-- START OF RECORD SET --
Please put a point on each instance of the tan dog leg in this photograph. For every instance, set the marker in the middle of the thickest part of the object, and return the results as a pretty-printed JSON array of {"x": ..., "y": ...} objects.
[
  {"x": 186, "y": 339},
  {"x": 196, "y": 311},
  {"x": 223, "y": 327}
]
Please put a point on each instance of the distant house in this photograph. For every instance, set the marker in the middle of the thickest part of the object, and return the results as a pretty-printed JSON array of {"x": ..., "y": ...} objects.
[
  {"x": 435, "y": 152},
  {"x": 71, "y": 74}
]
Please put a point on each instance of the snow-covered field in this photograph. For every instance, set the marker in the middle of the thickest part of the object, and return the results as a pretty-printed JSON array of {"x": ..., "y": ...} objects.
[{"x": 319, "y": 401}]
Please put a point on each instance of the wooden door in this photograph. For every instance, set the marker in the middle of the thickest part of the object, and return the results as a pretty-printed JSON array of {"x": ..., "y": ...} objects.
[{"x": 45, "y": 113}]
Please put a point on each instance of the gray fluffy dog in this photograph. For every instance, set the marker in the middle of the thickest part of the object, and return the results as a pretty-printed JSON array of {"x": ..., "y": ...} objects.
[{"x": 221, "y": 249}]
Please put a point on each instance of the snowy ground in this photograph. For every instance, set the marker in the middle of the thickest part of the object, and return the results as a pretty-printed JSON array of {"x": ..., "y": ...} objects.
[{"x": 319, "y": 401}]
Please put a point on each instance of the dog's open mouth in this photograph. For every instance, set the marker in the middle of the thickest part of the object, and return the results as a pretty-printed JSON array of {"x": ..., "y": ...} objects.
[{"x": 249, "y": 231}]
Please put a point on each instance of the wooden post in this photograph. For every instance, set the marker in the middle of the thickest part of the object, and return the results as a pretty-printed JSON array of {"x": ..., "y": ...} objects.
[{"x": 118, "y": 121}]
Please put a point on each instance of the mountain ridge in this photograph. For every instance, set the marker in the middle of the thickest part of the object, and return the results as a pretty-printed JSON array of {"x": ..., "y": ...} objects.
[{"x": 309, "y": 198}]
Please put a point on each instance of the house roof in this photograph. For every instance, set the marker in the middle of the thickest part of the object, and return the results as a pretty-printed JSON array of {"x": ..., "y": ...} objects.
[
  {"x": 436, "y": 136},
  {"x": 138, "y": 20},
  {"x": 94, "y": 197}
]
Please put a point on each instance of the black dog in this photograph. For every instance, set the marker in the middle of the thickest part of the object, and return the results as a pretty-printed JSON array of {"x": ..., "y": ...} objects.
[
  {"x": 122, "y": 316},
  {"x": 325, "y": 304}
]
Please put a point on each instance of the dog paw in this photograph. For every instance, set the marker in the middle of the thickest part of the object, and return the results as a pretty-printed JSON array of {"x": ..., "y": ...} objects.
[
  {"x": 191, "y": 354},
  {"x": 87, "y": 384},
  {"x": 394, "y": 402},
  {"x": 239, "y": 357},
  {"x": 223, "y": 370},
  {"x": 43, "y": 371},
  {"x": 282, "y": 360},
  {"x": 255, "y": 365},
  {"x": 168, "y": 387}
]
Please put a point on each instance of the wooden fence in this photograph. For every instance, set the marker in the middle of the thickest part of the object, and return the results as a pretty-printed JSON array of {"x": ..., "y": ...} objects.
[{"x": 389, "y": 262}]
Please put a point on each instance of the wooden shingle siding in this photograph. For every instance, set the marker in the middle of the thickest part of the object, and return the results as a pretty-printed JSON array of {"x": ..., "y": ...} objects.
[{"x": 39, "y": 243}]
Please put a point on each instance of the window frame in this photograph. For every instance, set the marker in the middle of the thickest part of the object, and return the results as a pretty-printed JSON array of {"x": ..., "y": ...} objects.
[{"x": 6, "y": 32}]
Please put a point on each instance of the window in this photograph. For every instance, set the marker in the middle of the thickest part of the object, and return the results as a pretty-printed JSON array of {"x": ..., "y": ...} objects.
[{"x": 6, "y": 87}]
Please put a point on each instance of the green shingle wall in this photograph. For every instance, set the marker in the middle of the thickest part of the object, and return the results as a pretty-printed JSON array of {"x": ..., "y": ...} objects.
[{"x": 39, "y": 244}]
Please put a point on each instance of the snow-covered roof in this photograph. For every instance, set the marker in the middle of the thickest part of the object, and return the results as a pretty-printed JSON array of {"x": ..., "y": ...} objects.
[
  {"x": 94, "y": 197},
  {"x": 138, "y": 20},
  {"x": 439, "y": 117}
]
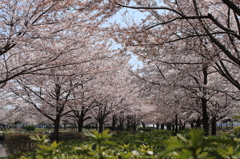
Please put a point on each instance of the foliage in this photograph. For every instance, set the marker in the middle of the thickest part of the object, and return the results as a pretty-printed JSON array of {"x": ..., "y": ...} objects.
[
  {"x": 29, "y": 128},
  {"x": 177, "y": 147},
  {"x": 16, "y": 143},
  {"x": 67, "y": 136}
]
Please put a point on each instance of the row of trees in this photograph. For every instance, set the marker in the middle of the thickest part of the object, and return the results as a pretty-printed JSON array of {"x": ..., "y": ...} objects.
[{"x": 58, "y": 58}]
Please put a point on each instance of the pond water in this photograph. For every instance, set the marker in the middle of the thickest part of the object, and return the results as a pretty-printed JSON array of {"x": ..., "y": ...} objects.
[{"x": 2, "y": 149}]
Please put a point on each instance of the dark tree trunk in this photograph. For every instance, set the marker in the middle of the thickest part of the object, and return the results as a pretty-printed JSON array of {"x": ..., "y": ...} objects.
[
  {"x": 214, "y": 127},
  {"x": 56, "y": 129},
  {"x": 192, "y": 124},
  {"x": 121, "y": 123},
  {"x": 205, "y": 117},
  {"x": 169, "y": 126},
  {"x": 80, "y": 125},
  {"x": 128, "y": 124},
  {"x": 114, "y": 122},
  {"x": 162, "y": 126},
  {"x": 176, "y": 124},
  {"x": 144, "y": 125},
  {"x": 100, "y": 126},
  {"x": 198, "y": 123},
  {"x": 204, "y": 104}
]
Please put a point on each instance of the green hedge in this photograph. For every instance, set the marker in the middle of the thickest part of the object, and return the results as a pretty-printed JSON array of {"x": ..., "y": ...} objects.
[
  {"x": 67, "y": 136},
  {"x": 29, "y": 128},
  {"x": 16, "y": 143}
]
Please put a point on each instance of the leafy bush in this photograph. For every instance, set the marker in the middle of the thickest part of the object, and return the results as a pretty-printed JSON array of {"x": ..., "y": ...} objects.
[
  {"x": 29, "y": 128},
  {"x": 141, "y": 146},
  {"x": 16, "y": 143},
  {"x": 236, "y": 132},
  {"x": 67, "y": 136}
]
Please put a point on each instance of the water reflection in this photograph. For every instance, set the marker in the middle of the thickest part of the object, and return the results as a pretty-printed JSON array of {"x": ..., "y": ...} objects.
[{"x": 2, "y": 149}]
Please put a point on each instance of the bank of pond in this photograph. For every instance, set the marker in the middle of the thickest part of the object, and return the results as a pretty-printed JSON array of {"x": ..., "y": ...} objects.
[{"x": 124, "y": 145}]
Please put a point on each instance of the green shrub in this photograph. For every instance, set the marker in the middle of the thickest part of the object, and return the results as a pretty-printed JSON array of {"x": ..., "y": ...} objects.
[
  {"x": 19, "y": 143},
  {"x": 67, "y": 136},
  {"x": 29, "y": 128},
  {"x": 236, "y": 132}
]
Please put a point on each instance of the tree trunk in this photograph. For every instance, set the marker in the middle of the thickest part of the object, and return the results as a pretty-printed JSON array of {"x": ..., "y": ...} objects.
[
  {"x": 204, "y": 103},
  {"x": 80, "y": 125},
  {"x": 214, "y": 127},
  {"x": 121, "y": 123},
  {"x": 162, "y": 126},
  {"x": 176, "y": 124},
  {"x": 100, "y": 126},
  {"x": 56, "y": 129},
  {"x": 114, "y": 122},
  {"x": 198, "y": 123},
  {"x": 205, "y": 117}
]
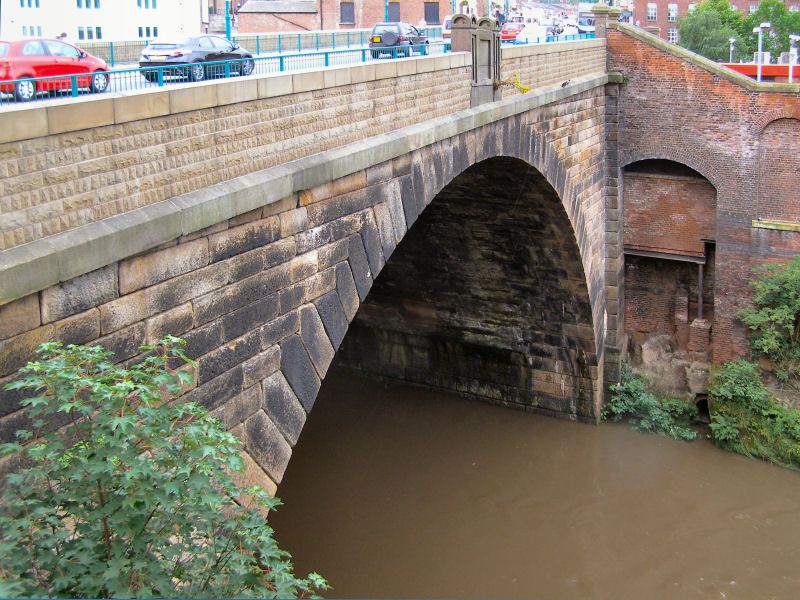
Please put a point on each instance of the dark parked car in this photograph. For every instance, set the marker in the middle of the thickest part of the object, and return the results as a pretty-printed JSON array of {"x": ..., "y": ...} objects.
[
  {"x": 186, "y": 58},
  {"x": 397, "y": 39},
  {"x": 29, "y": 58}
]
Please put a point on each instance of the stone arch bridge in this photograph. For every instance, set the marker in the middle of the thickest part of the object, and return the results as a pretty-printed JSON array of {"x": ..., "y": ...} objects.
[{"x": 374, "y": 213}]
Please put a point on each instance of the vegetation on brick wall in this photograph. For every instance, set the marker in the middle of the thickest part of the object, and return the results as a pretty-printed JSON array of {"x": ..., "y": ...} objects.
[
  {"x": 135, "y": 498},
  {"x": 646, "y": 412},
  {"x": 775, "y": 319},
  {"x": 708, "y": 27},
  {"x": 746, "y": 418}
]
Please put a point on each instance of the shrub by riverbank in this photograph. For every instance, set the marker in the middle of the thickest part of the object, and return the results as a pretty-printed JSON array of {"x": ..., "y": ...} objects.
[
  {"x": 746, "y": 418},
  {"x": 647, "y": 412}
]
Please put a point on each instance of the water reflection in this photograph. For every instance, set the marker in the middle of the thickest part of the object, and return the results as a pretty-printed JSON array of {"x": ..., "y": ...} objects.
[{"x": 395, "y": 491}]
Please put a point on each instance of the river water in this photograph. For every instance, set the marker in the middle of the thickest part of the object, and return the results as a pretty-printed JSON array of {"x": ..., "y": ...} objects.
[{"x": 394, "y": 491}]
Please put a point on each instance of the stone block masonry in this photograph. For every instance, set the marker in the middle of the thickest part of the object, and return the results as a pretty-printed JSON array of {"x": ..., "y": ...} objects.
[
  {"x": 106, "y": 165},
  {"x": 265, "y": 296}
]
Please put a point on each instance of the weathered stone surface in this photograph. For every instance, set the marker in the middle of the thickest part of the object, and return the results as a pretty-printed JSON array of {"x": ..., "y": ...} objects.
[
  {"x": 217, "y": 391},
  {"x": 160, "y": 297},
  {"x": 264, "y": 442},
  {"x": 283, "y": 407},
  {"x": 299, "y": 371},
  {"x": 79, "y": 294},
  {"x": 240, "y": 407},
  {"x": 228, "y": 356},
  {"x": 360, "y": 267},
  {"x": 261, "y": 366},
  {"x": 176, "y": 321},
  {"x": 124, "y": 343},
  {"x": 315, "y": 339},
  {"x": 279, "y": 329},
  {"x": 372, "y": 245},
  {"x": 19, "y": 316},
  {"x": 155, "y": 267},
  {"x": 253, "y": 475},
  {"x": 333, "y": 317},
  {"x": 245, "y": 237},
  {"x": 346, "y": 288}
]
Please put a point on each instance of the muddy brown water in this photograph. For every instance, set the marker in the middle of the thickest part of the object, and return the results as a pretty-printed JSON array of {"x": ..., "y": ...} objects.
[{"x": 394, "y": 491}]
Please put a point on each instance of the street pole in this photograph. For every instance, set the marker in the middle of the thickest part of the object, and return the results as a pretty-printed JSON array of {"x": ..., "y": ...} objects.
[{"x": 228, "y": 19}]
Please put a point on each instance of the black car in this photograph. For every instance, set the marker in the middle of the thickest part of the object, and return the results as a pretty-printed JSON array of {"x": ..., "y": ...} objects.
[
  {"x": 186, "y": 58},
  {"x": 397, "y": 39}
]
-- END OF RECORD SET --
Restate the final lines of the listing above word for word, beginning at the line that contains "Please put a point on each instance of the street".

Please put a point on each instance of the street pole in this photograph. For every instance, set the marker in the middle of the thickest part of the object, and return the results as a pretty-printed JSON array of {"x": ..., "y": ...} objects.
[{"x": 228, "y": 19}]
Please put a point on each instance of the black car in this photograph. For every instance, set the marker in the middle of the thickest part of the object, and return the results as a pretty-printed JSON array of {"x": ..., "y": ...} objects.
[
  {"x": 186, "y": 58},
  {"x": 397, "y": 39}
]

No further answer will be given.